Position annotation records
═══

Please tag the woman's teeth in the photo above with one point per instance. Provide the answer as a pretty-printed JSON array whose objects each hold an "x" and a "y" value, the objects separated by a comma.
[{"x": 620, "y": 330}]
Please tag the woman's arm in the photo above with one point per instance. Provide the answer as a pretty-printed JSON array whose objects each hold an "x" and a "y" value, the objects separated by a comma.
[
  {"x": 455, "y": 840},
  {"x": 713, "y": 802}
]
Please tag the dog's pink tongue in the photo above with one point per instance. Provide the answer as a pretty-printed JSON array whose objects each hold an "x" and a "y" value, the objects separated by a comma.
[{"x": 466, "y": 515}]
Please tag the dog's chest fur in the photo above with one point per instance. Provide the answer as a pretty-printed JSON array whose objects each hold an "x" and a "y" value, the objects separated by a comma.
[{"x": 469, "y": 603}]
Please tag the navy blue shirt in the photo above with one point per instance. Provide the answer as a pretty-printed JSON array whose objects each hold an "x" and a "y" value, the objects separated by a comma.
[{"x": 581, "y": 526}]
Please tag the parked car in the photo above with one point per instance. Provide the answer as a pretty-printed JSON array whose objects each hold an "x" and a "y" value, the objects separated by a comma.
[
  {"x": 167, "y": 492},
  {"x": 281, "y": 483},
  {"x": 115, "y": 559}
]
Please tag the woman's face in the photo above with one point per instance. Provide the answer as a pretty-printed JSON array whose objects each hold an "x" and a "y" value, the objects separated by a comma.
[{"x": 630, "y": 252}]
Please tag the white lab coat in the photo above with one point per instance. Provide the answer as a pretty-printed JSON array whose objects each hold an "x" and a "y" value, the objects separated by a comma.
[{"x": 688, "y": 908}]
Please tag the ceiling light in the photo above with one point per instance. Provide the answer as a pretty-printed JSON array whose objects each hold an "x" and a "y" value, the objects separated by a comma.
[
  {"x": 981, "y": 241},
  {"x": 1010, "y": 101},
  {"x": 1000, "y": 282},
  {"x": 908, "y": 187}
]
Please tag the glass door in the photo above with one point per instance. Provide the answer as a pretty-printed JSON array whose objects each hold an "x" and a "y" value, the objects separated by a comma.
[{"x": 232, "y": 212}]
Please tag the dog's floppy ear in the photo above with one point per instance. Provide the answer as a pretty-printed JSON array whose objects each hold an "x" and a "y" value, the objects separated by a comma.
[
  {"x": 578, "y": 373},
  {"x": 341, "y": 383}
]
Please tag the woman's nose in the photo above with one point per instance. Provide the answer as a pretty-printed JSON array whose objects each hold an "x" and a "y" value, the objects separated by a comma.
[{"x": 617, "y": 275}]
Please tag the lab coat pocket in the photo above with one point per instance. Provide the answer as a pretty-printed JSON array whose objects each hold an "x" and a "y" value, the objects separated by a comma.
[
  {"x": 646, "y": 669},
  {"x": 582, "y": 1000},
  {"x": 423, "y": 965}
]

═══

**Instructions for the task**
Format all the records above as a numbered list, one line per item, leaving out any blank lines.

**Final result**
1. Please tag the woman's teeth in the photo above with one point per instance. Provide the answer as a pretty-printed JSON array whose objects each hold an "x" and a "y" value, the objects separated by a comma.
2. [{"x": 620, "y": 330}]
3. Please tag the woman's arm in the photo above with one point per instance. Provide the answer as a pretty-printed JSON array whose objects each hold an "x" and a "y" value, the objects separated by a comma.
4. [
5.   {"x": 455, "y": 840},
6.   {"x": 713, "y": 802}
7. ]
8. Please tag the dog's pink tongue in the photo above with one point per instance. Provide the answer as a pretty-printed JSON array whose objects each hold an "x" and a "y" value, the objects separated by a comma.
9. [{"x": 466, "y": 515}]
10. Please tag the dog's chest fur in the photo above with one point per instance. Provide the answer as a pretty-printed JSON array whose objects each hold an "x" and a "y" value, the objects separated by a comma.
11. [{"x": 469, "y": 603}]
12. Please tag the navy blue shirt in the photo above with one point per instance. Provide the answer as a pretty-printed JSON array whose objects each hold an "x" and a "y" value, the objects separated by a comma.
13. [{"x": 581, "y": 526}]
14. Please tag the parked car in the photo above with one point per instance. Provide the answer as a pretty-printed JSON array whose objects each hold an "x" and a "y" value, the objects separated by a comma.
15. [
16.   {"x": 167, "y": 492},
17.   {"x": 281, "y": 483},
18.   {"x": 115, "y": 559}
19. ]
20. Please tag the woman's face in the photo above with one point per instance. Provide the answer as a pretty-printed JSON array whose objects each hold an "x" and a "y" value, the objects separated by a comma.
21. [{"x": 630, "y": 252}]
22. Please tag the white lab coat in the photo above with one point per instance. Provide the answer as a pretty-printed JSON array whose objects each hold an "x" and a "y" value, the objects separated by a comma.
23. [{"x": 688, "y": 908}]
24. Please tag the ceiling light in the photo above with one point per instance. Provide the answer as a pretty-printed JSON array whose objects each hold an "x" and a "y" value, the objects separated by a comma.
25. [
26.   {"x": 981, "y": 241},
27.   {"x": 1010, "y": 101},
28.   {"x": 1000, "y": 282},
29.   {"x": 908, "y": 187}
30. ]
31. Please tag the glass door in the photo above with one point per instance. Provide the answer as a pretty-printed JSON array whose objects each hold an "x" and a "y" value, the objects separated by a comma.
32. [{"x": 232, "y": 212}]
33. Please tag the dog's floppy ear in the photo above with one point per instance. Provide the answer as a pretty-printed JSON array whose objects each hold an "x" and a "y" value, the objects separated by a comma.
34. [
35.   {"x": 578, "y": 373},
36.   {"x": 341, "y": 383}
37. ]
38. Please tag the woman's nose in the photo above with one point per instance. Provide the answer as a pretty-printed JSON array whose objects each hold an "x" and a "y" value, the objects separated by a comma.
39. [{"x": 617, "y": 275}]
40. Please tag the lab coat pocket in the photo above with one point per instance. Provide the answer as a pretty-printed JSON array whose objects each hold an "x" and a "y" value, the objects separated by a comma.
41. [
42.   {"x": 646, "y": 669},
43.   {"x": 582, "y": 1000},
44.   {"x": 423, "y": 965}
45. ]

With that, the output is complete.